• _PAGE TEXT_
[<prev] [next>] [<thread-prev] [thread-next>] [day] [month] [year] [list]
Message-ID: <1231517970-20288-17-git-send-email-joerg.roedel@amd.com>
Date: Fri, 9 Jan 2009 17:19:30 +0100
From: Joerg Roedel <joerg.roedel@....com>
To: linux-kernel@...r.kernel.org
CC: mingo@...hat.com, dwmw2@...radead.org,
fujita.tomonori@....ntt.co.jp, netdev@...r.kernel.org,
iommu@...ts.linux-foundation.org,
Joerg Roedel <joerg.roedel@....com>
Subject: [PATCH 16/16] dma-debug: Documentation update
Impact: add documentation about DMA-API debugging to DMA-API.txt
Signed-off-by: Joerg Roedel <joerg.roedel@....com>
---
Documentation/DMA-API.txt | 117 +++++++++++++++++++++++++++++++++++++++++++++
1 files changed, 117 insertions(+), 0 deletions(-)
diff --git a/Documentation/DMA-API.txt b/Documentation/DMA-API.txt
index b462bb1..e36e85a 100644
--- a/Documentation/DMA-API.txt
+++ b/Documentation/DMA-API.txt
@@ -610,3 +610,120 @@ size is the size (and should be a page-sized multiple).
The return value will be either a pointer to the processor virtual
address of the memory, or an error (via PTR_ERR()) if any part of the
region is occupied.
+
+Part III - Debug drivers use of the DMA-API
+-------------------------------------------
+
+The DMA-API as described above as some constraints. DMA addresses must be
+released with the corresponding function with the same size for example. With
+the advent of hardware IOMMUs it becomes more and more important that drivers
+do not violate those constraints. In the worst case such a violation can
+result in data corruption up to destroyed filesystems.
+
+To debug drivers and find bugs in the usage of the DMA-API checking code can
+be compiled into the kernel which will tell the developer about those
+violations. If your architecture supports it you can select the "Enable
+debugging of DMA-API usage" option in your kernel configuration. Enabling this
+option has a performance impact. Do not enable it in production kernels.
+
+If you boot the resulting kernel will contain code which does some bookkeeping
+about what DMA memory was allocated for which device. If this code detects an
+error it prints a warning message with some details into your kernel log. An
+example warning message may look like this:
+
+------------[ cut here ]------------
+WARNING: at /data2/repos/linux.trees.git/lib/dma-debug.c:231
+ check_unmap+0xab/0x3d9()

• _DATA LINES_
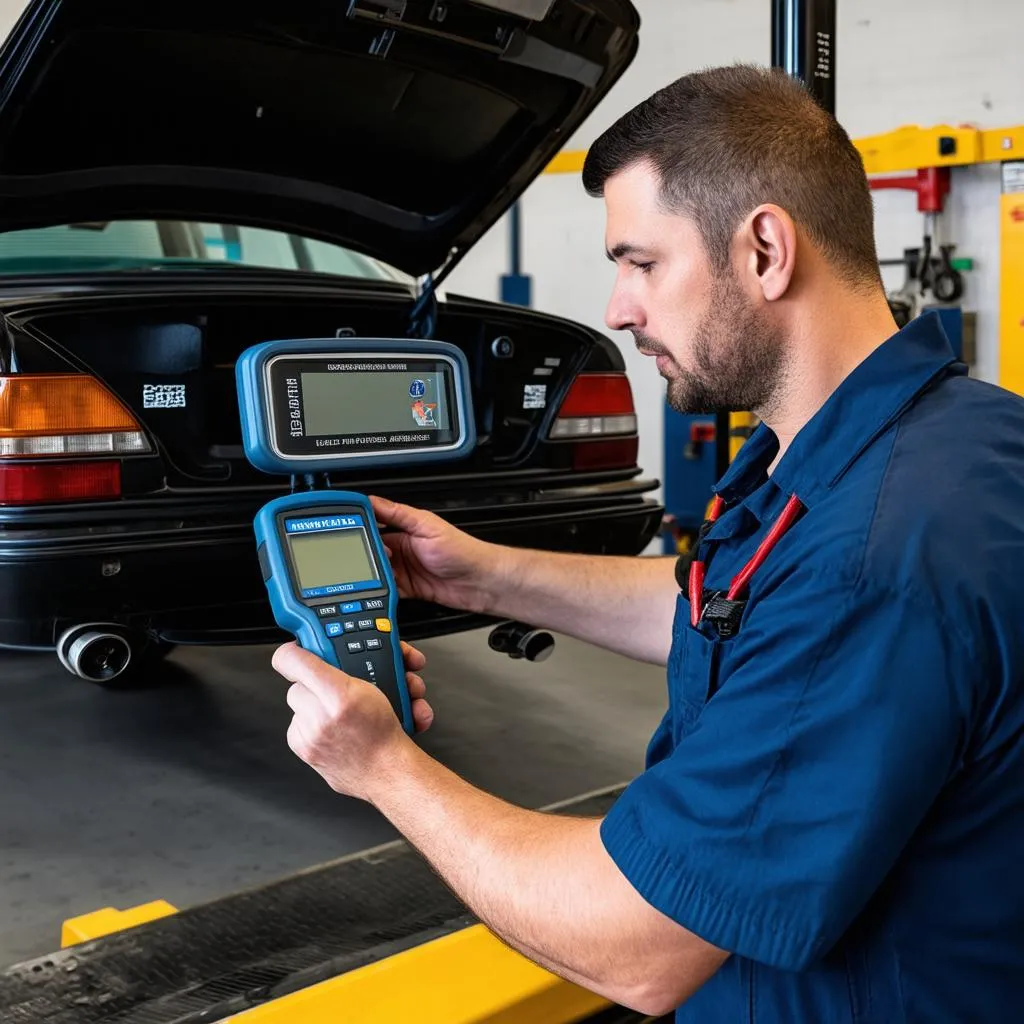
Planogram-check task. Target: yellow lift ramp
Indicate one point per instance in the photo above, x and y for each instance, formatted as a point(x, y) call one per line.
point(374, 937)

• _WRITTEN REQUEST_
Return everything from "diff --git a/Documentation/DMA-API.txt" down to "region is occupied." in the DMA-API debugging patch above, copied word for word.

• _COMPLETE OUTPUT_
diff --git a/Documentation/DMA-API.txt b/Documentation/DMA-API.txt
index b462bb1..e36e85a 100644
--- a/Documentation/DMA-API.txt
+++ b/Documentation/DMA-API.txt
@@ -610,3 +610,120 @@ size is the size (and should be a page-sized multiple).
The return value will be either a pointer to the processor virtual
address of the memory, or an error (via PTR_ERR()) if any part of the
region is occupied.